**What to do**
Nothing but the lines below between the line holding "Return the exact" and the line holding "263L575 262V266ZM579 270L600", inclusive, should appear in the answer, each set down exactly.

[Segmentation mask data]

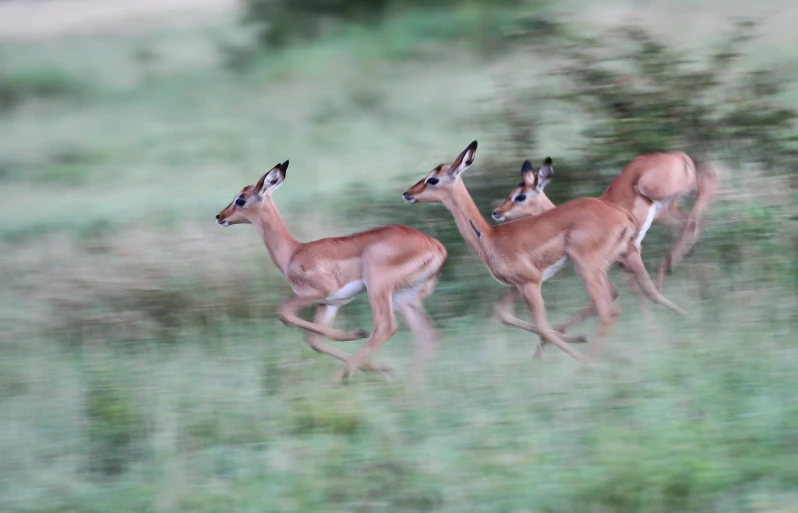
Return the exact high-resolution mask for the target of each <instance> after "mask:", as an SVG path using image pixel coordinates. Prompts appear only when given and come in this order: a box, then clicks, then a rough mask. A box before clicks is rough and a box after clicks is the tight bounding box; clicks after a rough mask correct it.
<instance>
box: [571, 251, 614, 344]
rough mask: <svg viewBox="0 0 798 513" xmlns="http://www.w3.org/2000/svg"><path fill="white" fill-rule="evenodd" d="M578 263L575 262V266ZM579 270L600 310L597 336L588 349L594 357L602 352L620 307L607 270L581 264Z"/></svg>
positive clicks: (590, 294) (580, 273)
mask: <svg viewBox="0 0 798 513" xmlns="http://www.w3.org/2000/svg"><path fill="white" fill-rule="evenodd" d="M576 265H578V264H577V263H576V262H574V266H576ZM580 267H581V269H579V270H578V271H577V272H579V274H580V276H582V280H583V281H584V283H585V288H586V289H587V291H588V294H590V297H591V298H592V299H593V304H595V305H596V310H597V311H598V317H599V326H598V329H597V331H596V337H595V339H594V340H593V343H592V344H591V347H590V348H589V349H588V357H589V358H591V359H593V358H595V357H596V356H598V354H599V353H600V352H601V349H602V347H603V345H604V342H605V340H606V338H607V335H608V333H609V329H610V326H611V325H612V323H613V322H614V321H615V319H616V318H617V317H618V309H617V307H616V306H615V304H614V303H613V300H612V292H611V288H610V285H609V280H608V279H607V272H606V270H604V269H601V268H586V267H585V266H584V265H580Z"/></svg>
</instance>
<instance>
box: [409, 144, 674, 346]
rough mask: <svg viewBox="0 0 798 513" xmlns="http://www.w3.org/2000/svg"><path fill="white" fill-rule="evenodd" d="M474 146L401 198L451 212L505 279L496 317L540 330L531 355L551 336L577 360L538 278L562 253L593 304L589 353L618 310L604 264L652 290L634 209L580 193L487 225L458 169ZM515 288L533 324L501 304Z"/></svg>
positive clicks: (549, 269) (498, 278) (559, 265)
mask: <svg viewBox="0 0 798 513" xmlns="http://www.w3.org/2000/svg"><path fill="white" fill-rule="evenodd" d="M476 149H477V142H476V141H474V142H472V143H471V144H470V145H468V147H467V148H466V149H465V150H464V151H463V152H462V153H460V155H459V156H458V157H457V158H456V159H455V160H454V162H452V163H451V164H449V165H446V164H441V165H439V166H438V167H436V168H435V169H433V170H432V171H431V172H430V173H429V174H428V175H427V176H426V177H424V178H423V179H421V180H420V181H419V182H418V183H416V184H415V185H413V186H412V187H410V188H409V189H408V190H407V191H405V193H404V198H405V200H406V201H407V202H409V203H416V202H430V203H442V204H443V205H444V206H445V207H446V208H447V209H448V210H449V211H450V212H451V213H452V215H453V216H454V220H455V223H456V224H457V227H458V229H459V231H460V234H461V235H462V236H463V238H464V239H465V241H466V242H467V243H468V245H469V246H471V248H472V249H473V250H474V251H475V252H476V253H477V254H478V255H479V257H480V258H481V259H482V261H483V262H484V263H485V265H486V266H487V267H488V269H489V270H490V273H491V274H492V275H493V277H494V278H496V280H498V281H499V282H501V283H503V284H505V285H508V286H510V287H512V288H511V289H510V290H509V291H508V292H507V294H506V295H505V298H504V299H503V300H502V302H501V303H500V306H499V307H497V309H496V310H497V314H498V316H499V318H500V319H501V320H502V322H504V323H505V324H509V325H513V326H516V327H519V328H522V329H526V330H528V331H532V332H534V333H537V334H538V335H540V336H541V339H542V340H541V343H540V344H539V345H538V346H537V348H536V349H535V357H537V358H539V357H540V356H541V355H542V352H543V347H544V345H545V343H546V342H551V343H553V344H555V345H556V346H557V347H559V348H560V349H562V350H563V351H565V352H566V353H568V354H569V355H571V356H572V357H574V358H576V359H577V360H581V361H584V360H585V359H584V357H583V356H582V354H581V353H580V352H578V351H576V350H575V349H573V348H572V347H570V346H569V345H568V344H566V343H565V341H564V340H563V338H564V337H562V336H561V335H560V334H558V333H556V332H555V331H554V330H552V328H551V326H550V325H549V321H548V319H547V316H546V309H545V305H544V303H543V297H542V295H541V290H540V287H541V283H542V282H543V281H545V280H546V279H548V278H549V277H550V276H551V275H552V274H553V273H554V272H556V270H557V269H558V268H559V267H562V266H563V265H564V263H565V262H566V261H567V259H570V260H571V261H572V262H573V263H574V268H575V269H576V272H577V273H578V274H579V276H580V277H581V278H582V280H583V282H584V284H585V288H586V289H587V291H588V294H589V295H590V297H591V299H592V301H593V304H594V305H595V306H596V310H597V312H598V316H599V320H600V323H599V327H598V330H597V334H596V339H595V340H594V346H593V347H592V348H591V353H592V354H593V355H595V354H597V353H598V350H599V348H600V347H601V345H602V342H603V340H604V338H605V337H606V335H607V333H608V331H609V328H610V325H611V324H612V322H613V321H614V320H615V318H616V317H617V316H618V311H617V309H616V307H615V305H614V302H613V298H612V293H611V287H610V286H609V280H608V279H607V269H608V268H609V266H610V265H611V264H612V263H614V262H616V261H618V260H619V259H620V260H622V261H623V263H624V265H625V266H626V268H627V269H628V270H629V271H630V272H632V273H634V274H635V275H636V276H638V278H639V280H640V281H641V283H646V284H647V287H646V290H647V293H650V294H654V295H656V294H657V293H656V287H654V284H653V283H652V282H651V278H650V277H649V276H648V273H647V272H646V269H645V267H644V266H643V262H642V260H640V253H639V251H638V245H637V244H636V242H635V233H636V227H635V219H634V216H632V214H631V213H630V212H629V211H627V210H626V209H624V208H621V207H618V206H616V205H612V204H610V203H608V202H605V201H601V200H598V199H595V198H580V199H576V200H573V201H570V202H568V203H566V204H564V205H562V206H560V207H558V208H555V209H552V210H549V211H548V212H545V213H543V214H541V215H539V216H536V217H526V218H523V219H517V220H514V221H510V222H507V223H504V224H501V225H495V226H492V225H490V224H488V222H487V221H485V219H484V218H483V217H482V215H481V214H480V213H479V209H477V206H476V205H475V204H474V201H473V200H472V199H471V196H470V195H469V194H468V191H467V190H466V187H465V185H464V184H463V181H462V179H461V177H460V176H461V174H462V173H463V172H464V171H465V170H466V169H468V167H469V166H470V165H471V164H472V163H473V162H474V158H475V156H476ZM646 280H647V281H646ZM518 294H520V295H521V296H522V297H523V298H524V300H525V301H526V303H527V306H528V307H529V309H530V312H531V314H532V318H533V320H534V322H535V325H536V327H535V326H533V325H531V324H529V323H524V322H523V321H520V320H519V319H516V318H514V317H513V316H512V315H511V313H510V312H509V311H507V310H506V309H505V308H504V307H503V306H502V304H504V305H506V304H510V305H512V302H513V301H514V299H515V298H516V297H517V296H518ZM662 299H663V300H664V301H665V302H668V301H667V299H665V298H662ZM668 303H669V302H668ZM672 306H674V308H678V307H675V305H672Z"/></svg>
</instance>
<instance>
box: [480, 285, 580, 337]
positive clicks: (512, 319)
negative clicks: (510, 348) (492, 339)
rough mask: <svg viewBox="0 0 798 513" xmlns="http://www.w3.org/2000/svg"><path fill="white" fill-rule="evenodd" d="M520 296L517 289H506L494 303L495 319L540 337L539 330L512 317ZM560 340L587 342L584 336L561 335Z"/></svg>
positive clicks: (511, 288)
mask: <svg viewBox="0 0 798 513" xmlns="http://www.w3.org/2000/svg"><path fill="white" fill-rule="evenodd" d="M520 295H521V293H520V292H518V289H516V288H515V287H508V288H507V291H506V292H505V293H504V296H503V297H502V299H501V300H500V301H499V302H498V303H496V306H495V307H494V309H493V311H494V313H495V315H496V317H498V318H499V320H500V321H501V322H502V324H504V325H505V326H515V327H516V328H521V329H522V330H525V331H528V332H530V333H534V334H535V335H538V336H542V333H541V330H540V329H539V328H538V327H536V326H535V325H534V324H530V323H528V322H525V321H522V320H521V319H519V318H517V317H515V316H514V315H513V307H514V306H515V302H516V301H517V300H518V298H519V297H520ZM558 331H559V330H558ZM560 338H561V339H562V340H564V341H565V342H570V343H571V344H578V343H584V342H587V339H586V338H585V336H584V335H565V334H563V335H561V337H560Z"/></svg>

==

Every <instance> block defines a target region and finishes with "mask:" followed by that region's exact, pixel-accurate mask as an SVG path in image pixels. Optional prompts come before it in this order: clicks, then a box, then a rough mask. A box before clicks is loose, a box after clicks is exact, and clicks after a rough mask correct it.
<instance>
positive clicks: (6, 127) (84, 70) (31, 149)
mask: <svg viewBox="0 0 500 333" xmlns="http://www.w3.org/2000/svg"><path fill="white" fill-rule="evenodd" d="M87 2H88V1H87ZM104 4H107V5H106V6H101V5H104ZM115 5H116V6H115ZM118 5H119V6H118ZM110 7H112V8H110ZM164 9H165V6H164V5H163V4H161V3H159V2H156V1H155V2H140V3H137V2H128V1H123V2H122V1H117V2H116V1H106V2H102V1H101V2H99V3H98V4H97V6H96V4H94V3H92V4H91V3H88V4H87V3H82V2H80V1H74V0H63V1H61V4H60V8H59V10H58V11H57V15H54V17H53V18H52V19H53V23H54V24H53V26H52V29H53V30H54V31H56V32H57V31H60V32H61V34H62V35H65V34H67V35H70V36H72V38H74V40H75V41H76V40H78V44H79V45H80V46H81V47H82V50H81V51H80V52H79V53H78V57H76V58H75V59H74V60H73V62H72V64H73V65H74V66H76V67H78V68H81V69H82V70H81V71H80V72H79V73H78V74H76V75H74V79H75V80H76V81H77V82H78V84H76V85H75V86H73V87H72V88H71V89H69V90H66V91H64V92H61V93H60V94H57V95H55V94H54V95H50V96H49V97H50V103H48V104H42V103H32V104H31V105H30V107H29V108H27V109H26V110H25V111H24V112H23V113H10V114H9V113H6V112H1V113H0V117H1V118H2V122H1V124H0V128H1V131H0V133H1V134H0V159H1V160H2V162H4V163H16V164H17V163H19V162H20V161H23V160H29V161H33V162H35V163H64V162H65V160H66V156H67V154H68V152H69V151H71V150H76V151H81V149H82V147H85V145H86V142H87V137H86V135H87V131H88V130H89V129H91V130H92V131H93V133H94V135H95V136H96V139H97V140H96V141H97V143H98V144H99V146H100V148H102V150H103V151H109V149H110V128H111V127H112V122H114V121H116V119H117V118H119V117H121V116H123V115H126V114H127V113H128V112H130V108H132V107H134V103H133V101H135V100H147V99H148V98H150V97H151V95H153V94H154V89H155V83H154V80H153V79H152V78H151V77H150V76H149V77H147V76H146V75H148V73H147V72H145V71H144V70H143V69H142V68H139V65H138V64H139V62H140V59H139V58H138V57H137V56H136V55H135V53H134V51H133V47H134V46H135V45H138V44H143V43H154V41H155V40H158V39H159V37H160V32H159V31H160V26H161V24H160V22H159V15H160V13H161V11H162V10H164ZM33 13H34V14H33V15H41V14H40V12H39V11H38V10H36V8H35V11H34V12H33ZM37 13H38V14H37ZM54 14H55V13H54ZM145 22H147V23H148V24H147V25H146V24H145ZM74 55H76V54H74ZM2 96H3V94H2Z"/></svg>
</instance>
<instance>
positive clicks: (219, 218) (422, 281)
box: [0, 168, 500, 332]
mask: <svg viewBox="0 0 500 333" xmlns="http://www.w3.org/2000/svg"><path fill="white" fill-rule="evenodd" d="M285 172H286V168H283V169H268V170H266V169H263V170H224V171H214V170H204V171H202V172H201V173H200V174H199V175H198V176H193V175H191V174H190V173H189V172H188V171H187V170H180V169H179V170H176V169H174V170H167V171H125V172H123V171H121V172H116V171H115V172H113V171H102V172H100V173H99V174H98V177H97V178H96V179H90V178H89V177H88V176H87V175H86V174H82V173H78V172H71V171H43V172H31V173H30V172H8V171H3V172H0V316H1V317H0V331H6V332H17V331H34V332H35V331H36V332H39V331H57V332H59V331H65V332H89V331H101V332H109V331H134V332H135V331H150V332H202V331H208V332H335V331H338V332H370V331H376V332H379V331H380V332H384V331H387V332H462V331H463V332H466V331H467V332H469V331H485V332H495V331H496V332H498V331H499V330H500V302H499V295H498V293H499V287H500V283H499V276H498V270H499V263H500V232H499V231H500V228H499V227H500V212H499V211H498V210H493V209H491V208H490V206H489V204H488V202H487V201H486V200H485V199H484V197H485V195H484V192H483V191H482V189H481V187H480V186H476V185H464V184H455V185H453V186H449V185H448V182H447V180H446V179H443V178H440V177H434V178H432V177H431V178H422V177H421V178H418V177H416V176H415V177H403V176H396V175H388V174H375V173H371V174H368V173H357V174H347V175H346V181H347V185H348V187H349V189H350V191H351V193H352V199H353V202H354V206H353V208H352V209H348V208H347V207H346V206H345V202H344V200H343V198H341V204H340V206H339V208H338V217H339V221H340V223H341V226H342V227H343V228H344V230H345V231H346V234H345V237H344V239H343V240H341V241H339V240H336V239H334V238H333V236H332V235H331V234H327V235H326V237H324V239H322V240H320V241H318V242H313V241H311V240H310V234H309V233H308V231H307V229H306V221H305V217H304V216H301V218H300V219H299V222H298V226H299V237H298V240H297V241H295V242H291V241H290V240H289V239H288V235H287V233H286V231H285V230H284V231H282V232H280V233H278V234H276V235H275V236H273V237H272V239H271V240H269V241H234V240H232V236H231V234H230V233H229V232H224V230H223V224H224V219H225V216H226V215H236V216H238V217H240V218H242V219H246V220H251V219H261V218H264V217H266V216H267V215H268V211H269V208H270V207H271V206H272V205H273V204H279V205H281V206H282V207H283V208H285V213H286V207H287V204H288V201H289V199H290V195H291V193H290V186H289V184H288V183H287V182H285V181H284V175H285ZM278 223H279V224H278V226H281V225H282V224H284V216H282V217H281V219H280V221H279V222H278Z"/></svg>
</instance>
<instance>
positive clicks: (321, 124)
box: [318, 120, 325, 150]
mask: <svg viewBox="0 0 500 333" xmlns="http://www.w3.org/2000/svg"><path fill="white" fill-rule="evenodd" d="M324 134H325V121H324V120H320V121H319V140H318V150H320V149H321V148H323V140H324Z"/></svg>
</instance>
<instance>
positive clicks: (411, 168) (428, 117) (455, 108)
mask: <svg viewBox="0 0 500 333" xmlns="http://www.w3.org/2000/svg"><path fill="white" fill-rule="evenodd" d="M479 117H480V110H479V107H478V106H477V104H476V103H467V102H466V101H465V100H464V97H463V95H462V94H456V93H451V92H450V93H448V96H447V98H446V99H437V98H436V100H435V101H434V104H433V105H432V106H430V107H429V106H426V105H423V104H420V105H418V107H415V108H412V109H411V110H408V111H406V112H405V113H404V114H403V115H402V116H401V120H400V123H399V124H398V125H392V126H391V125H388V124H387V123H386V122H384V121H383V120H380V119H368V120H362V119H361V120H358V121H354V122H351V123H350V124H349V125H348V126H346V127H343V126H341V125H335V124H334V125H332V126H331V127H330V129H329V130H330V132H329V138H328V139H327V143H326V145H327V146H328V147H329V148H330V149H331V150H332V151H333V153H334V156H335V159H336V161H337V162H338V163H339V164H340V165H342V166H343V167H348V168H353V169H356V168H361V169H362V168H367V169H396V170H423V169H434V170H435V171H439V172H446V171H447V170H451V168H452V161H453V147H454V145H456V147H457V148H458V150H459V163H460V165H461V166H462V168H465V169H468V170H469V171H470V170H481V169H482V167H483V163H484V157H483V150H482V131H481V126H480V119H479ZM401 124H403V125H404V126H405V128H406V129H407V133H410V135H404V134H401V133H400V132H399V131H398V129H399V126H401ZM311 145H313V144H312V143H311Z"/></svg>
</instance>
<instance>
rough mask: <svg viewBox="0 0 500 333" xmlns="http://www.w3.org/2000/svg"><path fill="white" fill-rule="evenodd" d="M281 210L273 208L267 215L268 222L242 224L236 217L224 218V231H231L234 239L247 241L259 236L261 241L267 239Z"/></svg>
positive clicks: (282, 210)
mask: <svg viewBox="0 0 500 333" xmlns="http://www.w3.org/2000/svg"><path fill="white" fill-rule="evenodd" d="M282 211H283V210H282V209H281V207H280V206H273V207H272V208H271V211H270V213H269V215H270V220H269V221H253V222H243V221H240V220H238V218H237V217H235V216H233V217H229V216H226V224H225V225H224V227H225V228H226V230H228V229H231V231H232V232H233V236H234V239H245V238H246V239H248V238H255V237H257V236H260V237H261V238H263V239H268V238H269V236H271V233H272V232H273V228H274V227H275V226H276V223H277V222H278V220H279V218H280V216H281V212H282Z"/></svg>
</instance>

**Task solution**
Return the exact high-resolution mask for the target of each <instance> after "mask:", as an SVG path using image pixel coordinates. Prompts appear only when given and come in this order: a box, then clicks, then a rough mask. A box before clicks is rough and a box after clicks is the tight bounding box; clicks after a rough mask correct it.
<instance>
box: [571, 251, 614, 344]
rough mask: <svg viewBox="0 0 798 513" xmlns="http://www.w3.org/2000/svg"><path fill="white" fill-rule="evenodd" d="M578 263L575 262V266ZM579 270L600 310L597 336L588 349L594 357L602 352L620 307L607 270L581 264Z"/></svg>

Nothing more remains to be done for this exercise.